▸ **JOBS**:
a – Scale the listing from its first line through the line containing "180], [77, 180]]", both ends included, and write out only that part of the listing again, requests included. Multiply every vertex coordinate in the answers by 0.7 and round to whole numbers, with halves rounded up.
b – Go on with the text proving that operational and denotational semantics agree, starting after its final sentence.

▸ **PROVIDED TEXT**:

======

Denotational Semantics:

C[[if b then c1 else c2]] (sigma) =
B[[b]] (C[[c1]](sigma),C[[c2]](sigma))

Correctness (soundness):

If <b,sigma>->true, then B[[b]] = true from structural induction.
So, C[[if b then c1 else c2]] (sigma) = C[[c1]](sigma) = something which we will call sigma'  which, by structural induction means that <c1,sigma>->sigma'
From our operational semantics, <if then c1 else c2,sigma>->sigma'. Therefore C[[if b then c1 else c2]](sigma) also equals sigma'.

If <b,sigma>->false, then B[[b]] = false from structural induction.
So, C[[if b then c1 else c2]] (sigma) = C[[c2]](sigma) = something which we will call sigma'  which, by structural induction means that <c2,sigma>->sigma'
From our operational semantics, <if then c1 else c2,sigma>->sigma'. Therefore C[[if b then c1 else c2]](sigma) also equals sigma'.

Completeness: If we assume C[[if b then c1 else c2]] (sigma) =
B[[b]] (C[[c1]](sigma),C[[c2]](sigma))

Once again, if B[[b]] is true, we know that <b,sigma>->true

C[[if b then c1 else c2]](sigma) = C[[c1]](sigma)
If C[[c1]](sigma) = sigma' (by definition) then <c1,sigma>->sigma' by structural induction, so we can get that <c1,sigma>->sigma'.

From these two rules, operational semantics derives
<if b then c1 else c2,sigma>->sigma', which matches the equation from denonational semantics, the derivation gives the right answer.

Once again, if B[[b]] is false, we know that <b,sigma>->false

C[[if b then c1 else c2]](sigma) = C[[c2]](sigma)
If C[[c2]](sigma) = sigma' (by definition) then <c2,sigma>->sigma' by structural induction, so we can get that <c2,sigma>->sigma'.

From these two rules, operational semantics derives
<if b then c1 else c2,sigma>->sigma', which matches the equation from denonational semantics, the derivation gives the right answer.

The while loop is trickier.  The other proofs were more straightforward because we were building commands from smaller commands.  Sequence is two smaller commands pasted together.  if is also two smaller commands pasted together.

Operational semantics:

<b,sigma>->false
___________________________
<while b do c,sigma>->sigma

<b,sigma>->true   <c,sigma>->sigma''  <while b do c, sigma''>->sigma'
_____________________________________________________________________
<while b do c, sigma>->sigma'.

Denotational semantics:

C[[while b do c]](sigma) = B[[b]] (C[[while b do c]](C[[c](sigma)),sigma)

Structural induction assumes that the two semantics are true for the "smaller statements" I'm building from and from that I demonstrate that it's true for the larger statement.  (Seq, if).

However, for while, I'm not building a while loop from a smaller statement.  I'm building a while loop from the same statement.

======

▸ **RECORDS FOR THE TASK**:

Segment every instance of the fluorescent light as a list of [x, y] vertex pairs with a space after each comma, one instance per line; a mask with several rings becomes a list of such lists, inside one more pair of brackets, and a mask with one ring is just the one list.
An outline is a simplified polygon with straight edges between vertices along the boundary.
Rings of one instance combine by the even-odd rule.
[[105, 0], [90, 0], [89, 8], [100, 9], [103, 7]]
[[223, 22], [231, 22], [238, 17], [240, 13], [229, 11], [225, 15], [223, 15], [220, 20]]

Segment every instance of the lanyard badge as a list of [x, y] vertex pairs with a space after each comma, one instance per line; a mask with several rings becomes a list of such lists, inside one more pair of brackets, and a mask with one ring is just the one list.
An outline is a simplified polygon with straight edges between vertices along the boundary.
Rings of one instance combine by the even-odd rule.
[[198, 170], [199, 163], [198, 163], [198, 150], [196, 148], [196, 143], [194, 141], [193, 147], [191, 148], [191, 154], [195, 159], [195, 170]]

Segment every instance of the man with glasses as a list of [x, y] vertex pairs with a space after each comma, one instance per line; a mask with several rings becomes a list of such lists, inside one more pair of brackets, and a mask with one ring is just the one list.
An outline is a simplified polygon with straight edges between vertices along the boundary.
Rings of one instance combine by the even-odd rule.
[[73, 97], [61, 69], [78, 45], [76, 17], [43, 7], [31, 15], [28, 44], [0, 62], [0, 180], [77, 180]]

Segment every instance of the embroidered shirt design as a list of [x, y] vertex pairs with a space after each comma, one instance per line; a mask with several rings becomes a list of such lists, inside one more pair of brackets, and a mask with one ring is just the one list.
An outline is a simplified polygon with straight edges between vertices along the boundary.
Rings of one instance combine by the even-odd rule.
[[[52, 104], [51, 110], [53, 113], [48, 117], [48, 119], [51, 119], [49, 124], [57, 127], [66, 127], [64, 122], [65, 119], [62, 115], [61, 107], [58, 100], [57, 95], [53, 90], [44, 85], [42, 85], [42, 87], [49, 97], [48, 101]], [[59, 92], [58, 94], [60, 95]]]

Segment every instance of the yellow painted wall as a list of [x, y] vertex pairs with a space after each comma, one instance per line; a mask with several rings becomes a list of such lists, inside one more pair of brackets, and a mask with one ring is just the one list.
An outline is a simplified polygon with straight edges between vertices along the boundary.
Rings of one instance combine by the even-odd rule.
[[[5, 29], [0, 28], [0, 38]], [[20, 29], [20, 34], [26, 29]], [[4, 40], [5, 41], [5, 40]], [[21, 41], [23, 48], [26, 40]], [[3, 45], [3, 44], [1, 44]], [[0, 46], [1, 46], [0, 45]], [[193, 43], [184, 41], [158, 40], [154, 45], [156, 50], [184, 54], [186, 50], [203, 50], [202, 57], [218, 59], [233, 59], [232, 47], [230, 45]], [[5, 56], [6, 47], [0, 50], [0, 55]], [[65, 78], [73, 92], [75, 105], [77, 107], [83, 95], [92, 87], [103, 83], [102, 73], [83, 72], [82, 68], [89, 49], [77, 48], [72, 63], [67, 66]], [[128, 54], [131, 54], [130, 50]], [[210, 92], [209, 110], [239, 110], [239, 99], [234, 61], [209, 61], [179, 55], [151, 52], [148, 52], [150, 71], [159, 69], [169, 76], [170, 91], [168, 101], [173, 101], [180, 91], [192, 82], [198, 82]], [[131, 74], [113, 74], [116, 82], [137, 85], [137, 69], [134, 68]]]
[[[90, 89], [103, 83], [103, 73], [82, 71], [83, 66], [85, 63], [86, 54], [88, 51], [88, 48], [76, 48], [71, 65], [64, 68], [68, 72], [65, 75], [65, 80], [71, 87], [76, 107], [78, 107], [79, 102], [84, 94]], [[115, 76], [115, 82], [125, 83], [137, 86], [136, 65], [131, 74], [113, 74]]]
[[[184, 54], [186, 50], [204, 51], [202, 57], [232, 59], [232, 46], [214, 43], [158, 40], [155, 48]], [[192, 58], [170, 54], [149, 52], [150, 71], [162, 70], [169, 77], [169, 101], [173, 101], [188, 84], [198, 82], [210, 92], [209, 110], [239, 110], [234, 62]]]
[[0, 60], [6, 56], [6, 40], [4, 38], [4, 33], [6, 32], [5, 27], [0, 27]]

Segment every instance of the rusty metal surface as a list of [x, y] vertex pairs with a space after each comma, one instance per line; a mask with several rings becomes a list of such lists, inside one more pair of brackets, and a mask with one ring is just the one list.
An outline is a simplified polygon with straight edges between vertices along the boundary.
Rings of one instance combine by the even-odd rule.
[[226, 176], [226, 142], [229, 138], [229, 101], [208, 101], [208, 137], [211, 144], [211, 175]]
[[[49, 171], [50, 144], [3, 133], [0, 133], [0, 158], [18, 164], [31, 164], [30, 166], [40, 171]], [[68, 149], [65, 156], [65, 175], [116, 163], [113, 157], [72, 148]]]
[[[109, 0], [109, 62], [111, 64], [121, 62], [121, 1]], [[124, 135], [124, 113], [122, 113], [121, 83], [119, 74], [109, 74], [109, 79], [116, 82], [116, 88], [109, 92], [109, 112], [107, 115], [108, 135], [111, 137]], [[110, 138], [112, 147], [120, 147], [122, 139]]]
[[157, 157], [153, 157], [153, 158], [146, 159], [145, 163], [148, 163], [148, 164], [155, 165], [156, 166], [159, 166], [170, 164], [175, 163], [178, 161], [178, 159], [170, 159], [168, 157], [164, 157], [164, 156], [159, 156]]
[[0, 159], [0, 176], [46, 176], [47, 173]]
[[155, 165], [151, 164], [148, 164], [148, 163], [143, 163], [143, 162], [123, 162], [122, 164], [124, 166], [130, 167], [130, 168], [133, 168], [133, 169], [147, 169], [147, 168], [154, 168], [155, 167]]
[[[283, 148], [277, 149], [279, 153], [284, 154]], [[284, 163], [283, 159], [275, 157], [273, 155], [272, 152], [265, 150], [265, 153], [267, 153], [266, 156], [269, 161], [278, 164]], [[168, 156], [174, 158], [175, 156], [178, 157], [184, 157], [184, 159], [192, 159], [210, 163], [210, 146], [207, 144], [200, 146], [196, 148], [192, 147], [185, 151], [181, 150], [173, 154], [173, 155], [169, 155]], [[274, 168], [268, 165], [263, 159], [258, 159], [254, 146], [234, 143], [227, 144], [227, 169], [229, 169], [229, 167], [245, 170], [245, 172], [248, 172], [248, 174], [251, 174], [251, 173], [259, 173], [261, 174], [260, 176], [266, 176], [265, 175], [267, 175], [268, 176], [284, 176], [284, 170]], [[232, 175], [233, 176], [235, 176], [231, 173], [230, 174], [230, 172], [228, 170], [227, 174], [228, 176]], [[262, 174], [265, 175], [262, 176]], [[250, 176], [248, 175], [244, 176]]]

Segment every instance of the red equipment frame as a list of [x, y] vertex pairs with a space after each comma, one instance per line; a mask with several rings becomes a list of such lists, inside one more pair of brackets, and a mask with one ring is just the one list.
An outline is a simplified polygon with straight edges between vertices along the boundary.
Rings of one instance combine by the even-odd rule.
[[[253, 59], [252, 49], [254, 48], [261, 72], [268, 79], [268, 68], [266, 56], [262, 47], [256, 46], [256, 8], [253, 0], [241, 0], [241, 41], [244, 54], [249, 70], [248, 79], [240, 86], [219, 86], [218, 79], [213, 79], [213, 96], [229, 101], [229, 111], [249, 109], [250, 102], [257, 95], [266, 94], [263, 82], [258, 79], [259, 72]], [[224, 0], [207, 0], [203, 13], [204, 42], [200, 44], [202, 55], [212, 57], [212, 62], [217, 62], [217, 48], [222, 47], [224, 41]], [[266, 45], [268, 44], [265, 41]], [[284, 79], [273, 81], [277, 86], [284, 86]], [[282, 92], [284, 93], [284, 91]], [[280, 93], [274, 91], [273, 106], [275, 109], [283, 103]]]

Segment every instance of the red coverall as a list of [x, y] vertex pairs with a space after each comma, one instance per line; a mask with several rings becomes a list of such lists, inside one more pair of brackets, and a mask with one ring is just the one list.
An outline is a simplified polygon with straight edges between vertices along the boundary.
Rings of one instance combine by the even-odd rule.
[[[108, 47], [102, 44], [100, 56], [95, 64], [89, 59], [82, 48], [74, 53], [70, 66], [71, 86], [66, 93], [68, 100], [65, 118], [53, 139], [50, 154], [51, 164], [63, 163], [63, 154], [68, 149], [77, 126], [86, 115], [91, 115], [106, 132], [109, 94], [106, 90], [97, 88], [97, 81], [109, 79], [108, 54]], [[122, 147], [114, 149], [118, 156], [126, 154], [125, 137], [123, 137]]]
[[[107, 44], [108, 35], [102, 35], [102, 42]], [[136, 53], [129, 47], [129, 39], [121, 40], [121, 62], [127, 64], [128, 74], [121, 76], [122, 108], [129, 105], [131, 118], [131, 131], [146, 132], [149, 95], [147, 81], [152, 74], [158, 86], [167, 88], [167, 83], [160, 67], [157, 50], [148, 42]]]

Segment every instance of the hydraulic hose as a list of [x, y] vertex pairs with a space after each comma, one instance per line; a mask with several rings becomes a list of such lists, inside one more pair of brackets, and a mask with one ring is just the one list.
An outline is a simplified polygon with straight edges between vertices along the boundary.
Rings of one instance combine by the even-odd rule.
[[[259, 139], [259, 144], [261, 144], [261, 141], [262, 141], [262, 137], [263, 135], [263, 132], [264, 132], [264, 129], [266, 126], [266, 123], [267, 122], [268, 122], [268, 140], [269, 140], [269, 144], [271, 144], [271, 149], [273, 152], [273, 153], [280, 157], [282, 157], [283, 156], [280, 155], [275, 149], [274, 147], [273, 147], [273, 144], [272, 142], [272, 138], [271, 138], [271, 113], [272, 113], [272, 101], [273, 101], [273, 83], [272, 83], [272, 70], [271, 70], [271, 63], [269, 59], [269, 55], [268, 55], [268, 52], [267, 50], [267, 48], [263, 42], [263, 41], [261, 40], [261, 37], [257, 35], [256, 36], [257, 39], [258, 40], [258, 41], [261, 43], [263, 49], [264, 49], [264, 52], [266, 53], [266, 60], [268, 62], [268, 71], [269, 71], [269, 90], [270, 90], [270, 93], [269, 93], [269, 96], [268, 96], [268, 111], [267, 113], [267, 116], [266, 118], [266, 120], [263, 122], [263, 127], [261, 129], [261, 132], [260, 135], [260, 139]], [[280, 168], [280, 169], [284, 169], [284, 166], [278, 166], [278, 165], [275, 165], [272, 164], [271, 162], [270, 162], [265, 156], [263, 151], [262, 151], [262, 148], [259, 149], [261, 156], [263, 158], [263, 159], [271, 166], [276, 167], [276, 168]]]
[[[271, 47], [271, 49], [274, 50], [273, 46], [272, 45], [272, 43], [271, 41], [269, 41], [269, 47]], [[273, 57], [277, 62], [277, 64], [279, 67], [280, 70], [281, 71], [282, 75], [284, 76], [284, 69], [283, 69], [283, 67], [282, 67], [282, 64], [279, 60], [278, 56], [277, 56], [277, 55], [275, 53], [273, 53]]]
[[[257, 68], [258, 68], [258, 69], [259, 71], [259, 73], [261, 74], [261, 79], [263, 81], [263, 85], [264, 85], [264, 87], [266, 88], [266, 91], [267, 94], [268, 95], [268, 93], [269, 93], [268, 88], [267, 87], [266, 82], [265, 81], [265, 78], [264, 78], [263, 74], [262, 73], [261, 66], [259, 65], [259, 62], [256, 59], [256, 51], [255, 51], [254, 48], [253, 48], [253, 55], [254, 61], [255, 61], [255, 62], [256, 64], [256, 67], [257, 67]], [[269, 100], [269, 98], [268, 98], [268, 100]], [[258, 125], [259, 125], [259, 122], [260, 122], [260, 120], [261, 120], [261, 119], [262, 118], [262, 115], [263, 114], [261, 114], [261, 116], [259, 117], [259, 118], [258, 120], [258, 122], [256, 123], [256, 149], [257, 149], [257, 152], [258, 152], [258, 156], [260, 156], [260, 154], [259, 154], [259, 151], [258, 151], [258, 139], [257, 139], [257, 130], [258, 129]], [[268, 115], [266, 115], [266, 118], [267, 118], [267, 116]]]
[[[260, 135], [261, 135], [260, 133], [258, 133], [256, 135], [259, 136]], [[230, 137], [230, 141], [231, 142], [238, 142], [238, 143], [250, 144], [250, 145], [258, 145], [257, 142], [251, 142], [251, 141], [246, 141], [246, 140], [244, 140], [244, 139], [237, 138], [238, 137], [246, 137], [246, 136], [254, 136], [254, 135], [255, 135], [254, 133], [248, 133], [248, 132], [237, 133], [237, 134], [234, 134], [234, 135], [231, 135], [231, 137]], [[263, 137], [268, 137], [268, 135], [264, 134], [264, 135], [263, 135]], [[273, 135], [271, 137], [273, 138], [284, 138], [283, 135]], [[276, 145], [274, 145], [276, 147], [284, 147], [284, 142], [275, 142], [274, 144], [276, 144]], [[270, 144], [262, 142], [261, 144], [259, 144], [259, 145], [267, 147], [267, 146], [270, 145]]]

======

▸ **THE ANSWERS**:
a –
Segment every instance of the fluorescent light as a list of [x, y] vertex pairs with a space after each comma, one instance per line; a mask with several rings becomes a list of such lists, inside one more pair of brackets, and a mask with one ring is just the one list.
An outline is a simplified polygon with straight edges between vertices along the boundary.
Rings of one instance combine by the even-odd rule.
[[74, 0], [63, 0], [62, 6], [70, 6], [72, 5]]
[[156, 15], [162, 15], [167, 12], [168, 9], [160, 8], [158, 11], [156, 11], [154, 14]]

Segment every instance of the lanyard badge as a list of [x, y] vertex pairs with a space after each comma, one instance per line; a mask with several rings becomes a list of such lists, inside one more pair of brackets, and a mask with one ring is just the one list.
An outline is a simplified polygon with straight edges between vertices along the boundary.
Rings of one instance combine by the even-odd rule.
[[139, 119], [139, 114], [139, 114], [139, 105], [137, 104], [137, 100], [136, 99], [135, 103], [134, 104], [134, 108], [137, 111], [137, 119]]

Segment every instance of the man with glasses as a list of [x, y] vertex pairs with a space after each comma, one instance per line; a mask with several rings becomes a list of such lists, inside one more pair of brackets, and a mask with one ring is just the one list.
An outline is a simplified polygon with straight edges between vertices along the boundary.
Rings of one instance combine by the even-odd rule.
[[51, 68], [43, 48], [55, 32], [53, 12], [30, 5], [22, 11], [20, 31], [0, 43], [0, 126], [54, 126]]

b –
We can do recursion on the number of the times the loop runs.  We know that the loop does not run an infinite number of times because we are assuming no infinite loops because operational semantics doesn't work for them.

Let's prove true the loop that runs 0 times.

If the loop runs 0 times, then b is false.

We have the operational semantics:

<b,sigma>->false
___________________________
<while b do c,sigma>->sigma


now, our denotational semantics C[[while b do c,sigma]] = sigma since the loop doesn't run, which matches our equation C[[while b do c]](sigma) = B[[b]] (C[[while b do c]](C[[c](sigma)),sigma).

Conversely, if the equation is true, C[[while b do c]] (sigma)  will give us sigma since B[[b]] is false.  Since B[[b]] is false, we know that <b,sigma>->false  and since our derived statement <while b do c,sigma>->sigma, this tells us that our operational semantics are correct in this case.

So, now let's say that the loop runs n times.  We can assume that our operational and denotational semantics match for loops that run fewer than n times.

<b,sigma>->true   <c,sigma>->sigma''  <while b do c, sigma''>->sigma'
_____________________________________________________________________
<while b do c, sigma>->sigma'.

We see that the loop in the assumptions runs one fewer time than the loop in the conclusion.  The loop on top starts at the state that follows the first iteration of the command.

So, for that loop in the top, we can assume that the semantics match.

So, assuming operational semantics work,

C[[while b do c]] (sigma) = ...

We know that C[[c]](sigma) = sigma''  and we know that
C[[while b do c]](sigma'') = sigma' from induction/structural induction.

So, C[[while b do c]](sigma) = sigma' (from operational semantics)
and the equation C[[while b do c]](C[[sigma]]) = sigma' as well from the computation above, so, again the equation holds:

C[[while b do c]](sigma) = B[[b]] (C[[while b do c]](C[[c](sigma)),sigma)

since we know that B[[b]] is true because we're running a loop that runs at least once.

Conversely, suppose the denotational semantics is correct.

We know that B[[b]] is true since the loop is more than once.
We know that <b,sigma>->true from structural induction.

C[[c]](sigma) has to equal something, call it sigma''.  From structural induction, we know that <c,sigma>->sigma''.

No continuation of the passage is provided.